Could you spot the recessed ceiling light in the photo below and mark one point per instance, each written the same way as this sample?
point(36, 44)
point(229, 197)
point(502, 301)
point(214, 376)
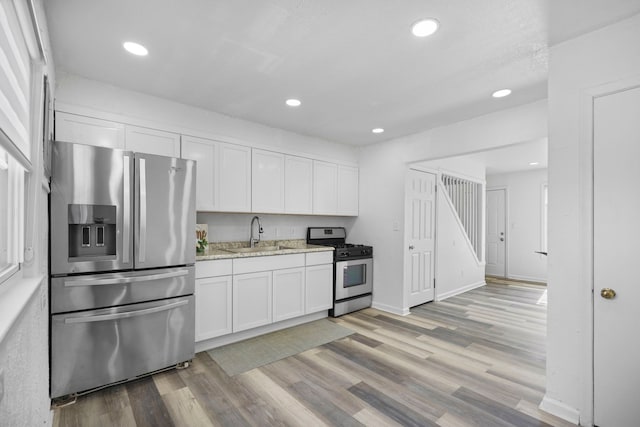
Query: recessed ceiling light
point(135, 48)
point(425, 27)
point(501, 93)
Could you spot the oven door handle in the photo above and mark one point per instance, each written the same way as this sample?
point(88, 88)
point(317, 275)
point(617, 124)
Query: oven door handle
point(126, 315)
point(124, 280)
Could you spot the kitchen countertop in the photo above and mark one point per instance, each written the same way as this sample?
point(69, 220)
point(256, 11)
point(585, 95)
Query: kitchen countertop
point(224, 250)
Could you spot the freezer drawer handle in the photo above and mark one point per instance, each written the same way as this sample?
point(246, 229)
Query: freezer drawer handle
point(126, 212)
point(142, 253)
point(117, 316)
point(124, 280)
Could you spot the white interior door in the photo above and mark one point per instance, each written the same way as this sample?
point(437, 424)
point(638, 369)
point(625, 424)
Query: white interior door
point(616, 236)
point(420, 225)
point(496, 233)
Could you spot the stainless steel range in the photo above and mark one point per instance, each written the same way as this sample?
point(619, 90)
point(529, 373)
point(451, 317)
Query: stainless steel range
point(122, 265)
point(353, 269)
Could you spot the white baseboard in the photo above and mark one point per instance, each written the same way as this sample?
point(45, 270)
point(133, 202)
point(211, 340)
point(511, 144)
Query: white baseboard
point(527, 278)
point(243, 335)
point(560, 410)
point(440, 297)
point(391, 309)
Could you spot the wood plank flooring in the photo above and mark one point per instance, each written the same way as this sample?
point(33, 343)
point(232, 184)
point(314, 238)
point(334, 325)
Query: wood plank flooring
point(477, 359)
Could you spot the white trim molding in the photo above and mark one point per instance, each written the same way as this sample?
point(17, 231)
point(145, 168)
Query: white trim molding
point(559, 409)
point(441, 297)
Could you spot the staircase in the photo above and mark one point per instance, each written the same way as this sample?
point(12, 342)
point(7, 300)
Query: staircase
point(466, 198)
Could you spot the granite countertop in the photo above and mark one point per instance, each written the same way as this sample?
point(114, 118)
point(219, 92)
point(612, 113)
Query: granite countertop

### Task statement
Reproduce exactly the line containing "Could you spot the stainless" and every line after it through the end of the records above, and nothing else.

### Full response
Could you spot the stainless steel range in the photo above and mark one point per instance, each written the same way as this sample?
point(619, 90)
point(529, 373)
point(451, 317)
Query: stainless steel range
point(122, 265)
point(353, 269)
Could you spot the white baseboard in the photo above and mark one point per instance, each written the same way as this sample?
point(45, 270)
point(133, 202)
point(211, 340)
point(511, 144)
Query: white baseboard
point(527, 278)
point(243, 335)
point(560, 410)
point(440, 297)
point(391, 309)
Could you spot the wood plank flooring in the photo above and mark one point per instance, each written the same way as this sample?
point(33, 343)
point(232, 184)
point(314, 238)
point(334, 325)
Query: wood plank flooring
point(477, 359)
Could you spot the white trim molding in the photo above and mark one point per instance, each written the same way as this sample?
point(17, 231)
point(145, 168)
Query: white trim molding
point(559, 409)
point(441, 297)
Could you spot the staircase in the photo above and mark one point per instance, each written the same way as this sample?
point(12, 342)
point(7, 300)
Query: staircase
point(466, 198)
Could you spot the granite countertop in the photo above and mark one point per instance, each written the same way as this sample?
point(114, 118)
point(219, 92)
point(612, 113)
Query: granite countertop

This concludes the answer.